Reading passage:
BEGIN

Thursday, December 15, 2011

Richard Sparks on the beauty of earlier tuning systems

Yes dear friends, we need more people blogging about classical music and especially our art of choral music, won't you enter in? Well one brilliant fellow who has been at it quite awhile is Richard Sparks, a most awesome musician with an amazing amount of musical experience all across the globe. Richard's blog is titled "Richard Sparks- Music, Conducting, Choirs". Well that's straight and to the point, no mention of Saint Olaf lutefisk dinners, wookies, or retrograde hemiolas- I say keep it that way, don't distract the readers, eh? You can read Richard's wonderful posts here:

http://richardsparks1.blogspot.com/




What made me want to reference this currently is that Richard blogged a few days ago about the NCCO conference (which my blog dissected completely via 3,122 posts and which I am still recuperating from via really cheap wine from Trader Joe's) and he mentioned something which I totally missed and which I now feel stupid about (especially since I studied under Ben Johnston for awhile- a master of tuning systems)--namely the tuning options in early music, including the Bach which Helmuth Rilling conducted at NCCO. Richard is not critical of Rilling, he simply points out the options available and so on and it is great reading. And just earlier tonight via email he elaborated even more to me- I am hoping he will add those elaborations to his blog soon. So keep an eye out for that as you check back on on his blog.

Richard now teaches at the University of North Texas alongside Jerry McCoy. UNT is a leader in live streaming their choral concerts. The live stream info can be found here:

http://recording.music.unt.edu/index.php/live

Also, Richard's Collegium performances, whose broadcasts are not as restricted (under copyright law), can be found on YouTube here:

http://www.youtube.com/user/untrecserv

It's amazing the amount of resources we have today that us old folks didn't have "back in the day". Hmmm...I still have my eight year old sort of believing I grew up with dinosaurs. And heck, he doesn't even really know what a videocassette tape was/is, or for that matter a vinyl LP, blah blah, blah.

Anyway, here is some of what Richard wrote about Bach and some tuning ideas (yes, my immediate thought was too many choirs rehearsing with a piano present-- with the piano's percussive, uber high major thirds overwhelming the ear!). But to read the entire Sparks blog on this subject please go here


And now excerpts from Richard:

"I was able to attend the NCCO (National Collegiate Choral Organization) conference in Colorado Springs in early November.

It was a marvelous conference with both excellent concerts/choirs and sessions.

Helmuth Rilling was the headliner, working with James Kim's excellent CSU Chamber Choir. Everyone knows Rilling's work, of course, from his Gächinger Kantorei and Bach-Collegium Stuttgart and his work since 1970 with the Oregon Bach Festival.

END

Stated problem 1: In the listing, copy out everything from the line containing "Please segment every instance of the silhouetted" down to the line containing "151L136 149L135 141L134", keeping both of those lines.
The listing that comes next has no connection to the blog post about Richard Sparks.

Data supplied:

BEGIN

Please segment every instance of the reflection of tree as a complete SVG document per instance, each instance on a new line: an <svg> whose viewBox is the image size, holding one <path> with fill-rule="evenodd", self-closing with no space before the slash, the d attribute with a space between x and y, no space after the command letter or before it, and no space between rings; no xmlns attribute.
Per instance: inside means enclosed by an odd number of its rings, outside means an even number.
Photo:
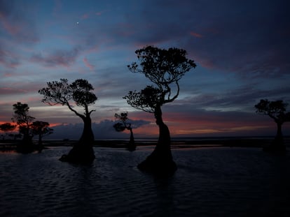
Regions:
<svg viewBox="0 0 290 217"><path fill-rule="evenodd" d="M11 123L0 124L0 130L5 133L5 135L3 135L3 140L5 140L5 136L8 135L8 132L14 130L16 126L11 124Z"/></svg>
<svg viewBox="0 0 290 217"><path fill-rule="evenodd" d="M154 114L159 127L159 139L153 152L138 165L140 170L159 174L173 174L176 170L170 149L170 134L162 118L161 107L173 102L179 94L179 80L196 66L188 59L181 49L159 49L147 46L135 52L139 65L127 66L133 73L141 73L153 85L139 91L130 91L124 97L129 105L146 112Z"/></svg>
<svg viewBox="0 0 290 217"><path fill-rule="evenodd" d="M31 152L34 150L32 144L33 135L31 133L32 121L35 119L29 115L29 107L27 104L20 102L13 104L14 117L13 121L19 128L19 133L23 135L22 142L18 147L20 152Z"/></svg>
<svg viewBox="0 0 290 217"><path fill-rule="evenodd" d="M286 112L286 103L283 100L269 101L262 99L260 103L255 105L256 112L269 116L274 119L277 124L277 134L272 144L265 151L286 151L284 145L282 126L284 122L290 121L290 112Z"/></svg>
<svg viewBox="0 0 290 217"><path fill-rule="evenodd" d="M50 105L60 104L66 105L76 116L83 121L83 134L79 142L74 146L68 156L64 156L61 160L73 161L74 163L90 163L95 159L92 149L94 134L92 130L92 120L90 114L95 110L89 110L89 105L95 103L97 98L92 93L94 88L87 80L83 79L76 80L71 84L68 83L67 79L61 79L60 82L47 83L48 87L39 91L43 95L42 102ZM72 101L77 106L82 107L84 113L79 113L72 105Z"/></svg>
<svg viewBox="0 0 290 217"><path fill-rule="evenodd" d="M32 134L39 135L39 151L41 151L43 149L42 138L53 133L53 129L49 128L48 122L34 121L32 125Z"/></svg>
<svg viewBox="0 0 290 217"><path fill-rule="evenodd" d="M115 117L119 121L119 122L115 124L113 126L118 132L123 132L125 130L130 130L130 141L128 149L130 151L134 151L136 149L135 142L134 140L133 130L131 127L131 123L129 123L128 112L121 112L120 114L115 114Z"/></svg>

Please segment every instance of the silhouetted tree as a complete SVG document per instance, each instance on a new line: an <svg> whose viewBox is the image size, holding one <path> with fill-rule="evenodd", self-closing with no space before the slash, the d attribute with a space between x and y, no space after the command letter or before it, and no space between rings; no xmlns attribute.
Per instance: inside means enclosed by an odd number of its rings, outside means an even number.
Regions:
<svg viewBox="0 0 290 217"><path fill-rule="evenodd" d="M14 117L12 120L16 121L19 133L23 135L22 142L18 147L20 152L31 152L34 150L31 126L34 117L29 115L29 107L27 104L20 102L13 104Z"/></svg>
<svg viewBox="0 0 290 217"><path fill-rule="evenodd" d="M5 140L5 136L7 135L8 132L13 131L16 128L16 125L11 124L11 123L4 123L0 124L0 130L5 133L3 136L3 140Z"/></svg>
<svg viewBox="0 0 290 217"><path fill-rule="evenodd" d="M34 121L32 125L32 134L39 135L38 149L41 151L43 149L42 138L48 135L53 133L53 129L49 128L49 123L45 121Z"/></svg>
<svg viewBox="0 0 290 217"><path fill-rule="evenodd" d="M135 52L140 62L127 66L132 73L141 73L153 85L140 91L130 91L124 97L129 105L154 114L159 127L159 139L153 153L138 165L138 168L156 174L172 174L177 170L170 149L170 133L163 122L161 107L173 102L179 94L179 80L196 66L186 58L186 51L178 48L168 50L147 46Z"/></svg>
<svg viewBox="0 0 290 217"><path fill-rule="evenodd" d="M282 126L284 122L290 121L290 112L286 112L287 103L283 100L269 101L268 99L261 99L260 103L255 105L256 112L268 115L274 119L277 124L277 134L274 142L265 151L271 152L284 153L286 151L284 144Z"/></svg>
<svg viewBox="0 0 290 217"><path fill-rule="evenodd" d="M123 132L125 130L130 130L130 141L128 149L130 151L134 151L136 149L135 141L134 140L133 130L131 127L131 123L129 123L128 112L121 112L120 114L115 114L115 117L119 121L119 122L115 124L113 126L118 132Z"/></svg>
<svg viewBox="0 0 290 217"><path fill-rule="evenodd" d="M92 142L95 140L92 130L90 114L95 110L89 110L89 105L95 103L97 98L92 93L94 88L87 80L76 80L71 84L67 79L61 79L60 82L47 82L48 87L39 91L43 95L42 102L50 105L66 105L83 121L84 127L82 135L68 155L64 155L60 160L78 163L90 163L95 159ZM82 107L84 113L77 112L72 106L74 101L77 106Z"/></svg>

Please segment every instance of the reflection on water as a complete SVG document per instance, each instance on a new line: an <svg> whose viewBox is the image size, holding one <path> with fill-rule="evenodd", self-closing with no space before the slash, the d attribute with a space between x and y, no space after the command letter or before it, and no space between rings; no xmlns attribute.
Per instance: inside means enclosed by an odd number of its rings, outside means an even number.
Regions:
<svg viewBox="0 0 290 217"><path fill-rule="evenodd" d="M95 148L92 166L0 154L1 216L246 216L290 214L290 158L259 149L174 149L168 179L139 171L151 151Z"/></svg>

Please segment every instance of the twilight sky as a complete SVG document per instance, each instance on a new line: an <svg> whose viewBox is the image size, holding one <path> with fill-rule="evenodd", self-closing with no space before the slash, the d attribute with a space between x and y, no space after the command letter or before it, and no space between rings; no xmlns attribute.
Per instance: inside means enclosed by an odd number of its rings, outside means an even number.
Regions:
<svg viewBox="0 0 290 217"><path fill-rule="evenodd" d="M146 45L185 49L198 66L181 80L179 98L163 107L172 137L272 135L261 98L290 103L290 2L287 0L0 0L0 124L12 105L30 107L55 126L50 138L77 139L82 120L67 107L41 102L49 81L88 80L96 139L114 132L114 114L129 112L135 137L156 137L152 114L123 96L150 83L127 65ZM290 107L290 105L289 105ZM290 110L290 109L289 109ZM290 124L283 126L290 135Z"/></svg>

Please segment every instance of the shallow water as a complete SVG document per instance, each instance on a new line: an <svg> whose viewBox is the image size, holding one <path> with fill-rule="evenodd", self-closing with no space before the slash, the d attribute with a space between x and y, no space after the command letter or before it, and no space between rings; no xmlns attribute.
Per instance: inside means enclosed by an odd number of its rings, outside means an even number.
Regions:
<svg viewBox="0 0 290 217"><path fill-rule="evenodd" d="M62 163L69 147L0 153L0 216L289 216L290 156L260 149L173 149L178 170L136 168L152 151L95 148L92 166Z"/></svg>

END

Stated problem 2: Put this sentence from the blog post about Richard Sparks into Spanish: "Richard now teaches at the University of North Texas alongside Jerry McCoy."

Exercise result 1:
Please segment every instance of the silhouetted tree as a complete SVG document per instance, each instance on a new line: an <svg> whose viewBox is the image size, holding one <path> with fill-rule="evenodd", self-closing with no space before the slash, the d attribute with a space between x and y, no space after the command letter or before it, and no space between rings; no xmlns attribute.
Per instance: inside means enclosed by an odd number of its rings, outside means an even number.
Regions:
<svg viewBox="0 0 290 217"><path fill-rule="evenodd" d="M14 117L12 120L16 121L19 133L23 135L22 142L18 147L20 152L31 152L34 150L31 126L34 117L29 115L29 107L27 104L20 102L13 104Z"/></svg>
<svg viewBox="0 0 290 217"><path fill-rule="evenodd" d="M5 140L5 136L7 135L8 132L13 131L16 128L16 125L11 124L11 123L4 123L0 124L0 130L5 133L3 136L3 140Z"/></svg>
<svg viewBox="0 0 290 217"><path fill-rule="evenodd" d="M34 121L32 125L32 134L39 135L38 149L41 151L43 149L42 138L48 135L53 133L53 129L49 128L49 123L45 121Z"/></svg>
<svg viewBox="0 0 290 217"><path fill-rule="evenodd" d="M135 52L140 62L127 66L132 73L141 73L153 85L140 91L130 91L124 97L129 105L154 114L159 127L159 139L153 153L138 165L138 168L156 174L172 174L177 170L170 149L170 133L163 122L161 107L173 102L179 94L179 80L196 66L186 58L186 51L178 48L168 50L147 46Z"/></svg>
<svg viewBox="0 0 290 217"><path fill-rule="evenodd" d="M282 126L284 122L290 121L290 112L286 112L287 103L283 100L269 101L268 99L261 99L260 103L255 105L256 112L268 115L274 119L277 124L277 134L274 142L265 151L271 152L284 153L286 151L284 144Z"/></svg>
<svg viewBox="0 0 290 217"><path fill-rule="evenodd" d="M123 132L125 130L130 130L130 141L128 149L130 151L134 151L136 149L135 141L134 140L133 130L131 127L131 123L129 123L128 112L121 112L120 114L115 114L115 117L119 121L119 122L115 124L113 126L118 132Z"/></svg>

Exercise result 2: Richard ahora enseña en la Universidad del Norte de Texas junto a Jerry McCoy.